▶ [Work to be completed]: Pull out the lines from every item below and copy them word for word. Leave the pictures out of your answer.

(Labeled box records)
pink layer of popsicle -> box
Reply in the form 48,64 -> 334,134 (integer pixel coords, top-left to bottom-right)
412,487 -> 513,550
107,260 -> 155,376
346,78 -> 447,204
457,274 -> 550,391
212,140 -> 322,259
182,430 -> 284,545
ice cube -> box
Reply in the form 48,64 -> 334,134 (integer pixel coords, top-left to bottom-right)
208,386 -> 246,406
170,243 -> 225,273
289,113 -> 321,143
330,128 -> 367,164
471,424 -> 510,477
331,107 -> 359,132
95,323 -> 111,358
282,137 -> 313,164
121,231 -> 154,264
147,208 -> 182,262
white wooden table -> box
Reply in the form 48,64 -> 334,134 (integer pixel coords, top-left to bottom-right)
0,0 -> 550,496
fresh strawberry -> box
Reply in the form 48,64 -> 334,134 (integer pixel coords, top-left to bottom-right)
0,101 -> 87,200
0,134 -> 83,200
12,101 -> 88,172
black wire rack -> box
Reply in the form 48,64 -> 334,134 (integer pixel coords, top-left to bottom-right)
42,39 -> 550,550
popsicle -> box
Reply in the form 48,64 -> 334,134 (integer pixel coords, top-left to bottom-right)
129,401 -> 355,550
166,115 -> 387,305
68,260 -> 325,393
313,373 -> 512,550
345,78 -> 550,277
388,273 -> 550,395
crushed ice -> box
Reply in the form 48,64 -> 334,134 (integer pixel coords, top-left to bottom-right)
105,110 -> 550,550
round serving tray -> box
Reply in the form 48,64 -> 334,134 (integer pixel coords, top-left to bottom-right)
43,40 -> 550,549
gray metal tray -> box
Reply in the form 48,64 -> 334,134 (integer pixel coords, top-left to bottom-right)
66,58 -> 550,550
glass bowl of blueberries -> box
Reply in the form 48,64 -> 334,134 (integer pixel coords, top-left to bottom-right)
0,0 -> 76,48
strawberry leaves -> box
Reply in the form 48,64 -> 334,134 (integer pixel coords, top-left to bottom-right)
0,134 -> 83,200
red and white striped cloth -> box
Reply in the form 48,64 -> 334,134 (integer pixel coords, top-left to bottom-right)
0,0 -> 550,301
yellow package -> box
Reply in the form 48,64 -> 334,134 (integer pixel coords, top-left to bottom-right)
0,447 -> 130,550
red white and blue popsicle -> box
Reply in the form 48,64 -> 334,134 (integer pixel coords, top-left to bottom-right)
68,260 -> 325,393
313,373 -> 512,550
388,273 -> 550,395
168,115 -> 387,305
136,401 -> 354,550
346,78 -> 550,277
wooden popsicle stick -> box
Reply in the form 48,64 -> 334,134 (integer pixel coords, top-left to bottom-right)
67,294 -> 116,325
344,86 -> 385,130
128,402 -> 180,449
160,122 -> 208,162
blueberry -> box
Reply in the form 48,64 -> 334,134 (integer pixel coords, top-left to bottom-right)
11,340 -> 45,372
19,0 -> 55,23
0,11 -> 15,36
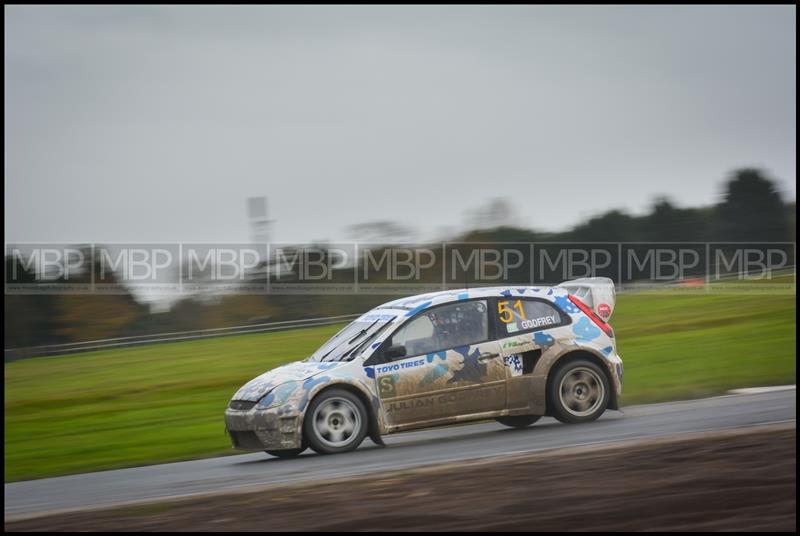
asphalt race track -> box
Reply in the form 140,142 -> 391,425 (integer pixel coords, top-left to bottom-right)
5,389 -> 796,521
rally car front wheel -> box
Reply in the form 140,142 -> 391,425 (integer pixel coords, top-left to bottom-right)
549,359 -> 611,423
303,389 -> 369,454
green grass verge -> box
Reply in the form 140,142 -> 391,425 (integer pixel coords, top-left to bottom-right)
5,293 -> 796,482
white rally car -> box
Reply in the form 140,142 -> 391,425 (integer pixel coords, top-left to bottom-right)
225,278 -> 622,456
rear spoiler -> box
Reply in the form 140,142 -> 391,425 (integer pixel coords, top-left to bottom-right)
558,277 -> 617,322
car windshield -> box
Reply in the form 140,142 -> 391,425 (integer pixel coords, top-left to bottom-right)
309,315 -> 394,361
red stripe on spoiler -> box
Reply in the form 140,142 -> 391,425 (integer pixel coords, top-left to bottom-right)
569,294 -> 614,337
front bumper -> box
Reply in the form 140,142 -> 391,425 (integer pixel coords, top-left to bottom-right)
225,406 -> 303,450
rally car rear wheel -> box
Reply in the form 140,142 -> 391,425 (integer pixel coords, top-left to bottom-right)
549,359 -> 611,423
303,389 -> 369,454
495,415 -> 542,428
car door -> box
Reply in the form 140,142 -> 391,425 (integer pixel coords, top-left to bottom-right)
375,299 -> 506,429
492,297 -> 570,413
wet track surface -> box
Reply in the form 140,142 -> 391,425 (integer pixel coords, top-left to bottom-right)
5,389 -> 796,519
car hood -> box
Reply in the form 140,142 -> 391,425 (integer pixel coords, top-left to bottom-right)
231,361 -> 345,402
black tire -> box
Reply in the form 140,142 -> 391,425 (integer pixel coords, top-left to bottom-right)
264,447 -> 306,458
303,388 -> 369,454
547,359 -> 611,423
495,415 -> 542,428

▶ [Exercise output]:
pink layer of popsicle -> box
Reply in the form 48,64 -> 334,134 (integer pixel coords, top-left to bottom-right)
412,487 -> 513,550
107,260 -> 155,376
346,78 -> 447,204
457,274 -> 550,391
212,140 -> 322,259
182,430 -> 284,545
ice cube -> box
Reply in the form 48,64 -> 334,134 (integer pixel coords, top-left to bottom-right)
208,386 -> 246,406
170,243 -> 225,273
289,113 -> 321,143
330,128 -> 367,164
471,424 -> 510,477
331,107 -> 359,132
95,323 -> 111,358
282,137 -> 313,164
121,231 -> 154,264
147,208 -> 182,262
white wooden table -> box
Reply in the form 48,64 -> 334,134 (integer pixel coords, top-left to bottom-right)
0,0 -> 550,496
fresh strawberry -> box
Reply in the form 48,64 -> 334,134 (integer pixel coords, top-left to bottom-right)
0,101 -> 87,200
0,134 -> 83,200
12,101 -> 88,172
black wire rack -> box
Reply in the form 48,64 -> 334,134 (integer pixel coords, top-left to bottom-right)
42,39 -> 550,550
popsicle -> box
Reply in the form 48,64 -> 334,134 (integer pixel coords, top-left to bottom-right)
129,401 -> 355,550
166,115 -> 387,305
68,260 -> 325,393
313,373 -> 512,550
345,78 -> 550,277
388,273 -> 550,395
crushed ice -> box
Reply in the form 48,64 -> 334,134 (integer pixel coords, top-left to bottom-right)
105,110 -> 550,550
round serving tray -> box
Reply in the form 48,64 -> 334,134 (integer pixel coords, top-left to bottom-right)
43,40 -> 550,549
gray metal tray -> box
Reply in the form 48,64 -> 334,134 (integer pixel coords, top-left to bottom-right)
66,58 -> 550,550
glass bowl of blueberries -> box
Reply in the form 48,64 -> 334,134 (integer pixel coords, top-left to bottom-right)
0,0 -> 76,48
strawberry leaves -> box
Reply in the form 48,64 -> 334,134 (integer pixel coords, top-left to bottom-right)
0,134 -> 83,200
red and white striped cloth -> box
Reply in the form 48,64 -> 334,134 (integer pixel coords, top-left to bottom-right)
0,0 -> 550,301
yellow package -> box
Reply in the form 48,64 -> 334,134 (integer pixel coords, top-left to bottom-right)
0,447 -> 130,550
red white and blue popsicle -> box
Reply in the form 48,64 -> 334,134 (integer pixel coords, top-left to bottom-right)
68,260 -> 325,393
313,373 -> 512,550
388,273 -> 550,395
168,115 -> 387,305
136,401 -> 354,550
346,78 -> 550,277
wooden popsicle stick -> box
Reply in the form 48,64 -> 334,134 (integer pixel coords, top-left to bottom-right)
67,294 -> 116,325
344,86 -> 385,130
128,402 -> 180,449
160,122 -> 208,162
blueberry -> box
Reply in the form 48,64 -> 334,134 (integer pixel coords, top-left to bottom-right)
11,340 -> 45,372
19,0 -> 55,23
0,11 -> 15,36
asphalt race track -> box
Reply in the form 140,142 -> 391,425 (integer pixel coords, top-left to bottom-right)
5,389 -> 796,521
rally car front wheel -> box
Reply in the form 140,142 -> 391,425 (integer pixel coords, top-left to bottom-right)
549,359 -> 611,423
303,389 -> 369,454
green grass verge -> box
Reply in the form 140,142 -> 391,425 (integer pixel coords, top-left to bottom-right)
5,293 -> 796,482
white rally car -> box
Reply in the form 140,142 -> 391,425 (integer pixel coords, top-left to bottom-right)
225,278 -> 622,456
rear spoiler -> box
Reply in the form 140,142 -> 391,425 (integer pixel coords, top-left to bottom-right)
558,277 -> 617,322
car windshield -> box
Reply in the form 140,142 -> 391,425 (integer pixel coords, top-left to bottom-right)
309,315 -> 394,361
red stripe on spoiler -> box
Reply in the form 140,142 -> 391,425 (integer pixel coords, top-left to bottom-right)
569,294 -> 614,337
front bumper -> box
Reply in the form 140,142 -> 391,425 (integer pixel coords, top-left to bottom-right)
225,406 -> 303,450
rally car rear wheel -> box
Reply in the form 140,142 -> 391,425 (integer pixel coords, top-left to bottom-right)
549,359 -> 611,423
303,389 -> 369,454
495,415 -> 542,428
car door -> box
Reply in the form 140,142 -> 391,425 (integer pixel coords, top-left to bottom-right)
375,299 -> 506,429
492,297 -> 570,413
wet track surface -> box
Reply in the form 140,142 -> 391,425 (integer pixel coords, top-left to bottom-right)
5,389 -> 796,519
car hood -> box
Reply in the form 140,142 -> 391,425 (integer pixel coords, top-left to bottom-right)
231,361 -> 345,402
black tire -> box
Reply in the form 140,142 -> 391,425 (integer pixel coords, top-left to bottom-right)
264,447 -> 306,458
303,388 -> 369,454
547,359 -> 611,423
495,415 -> 542,428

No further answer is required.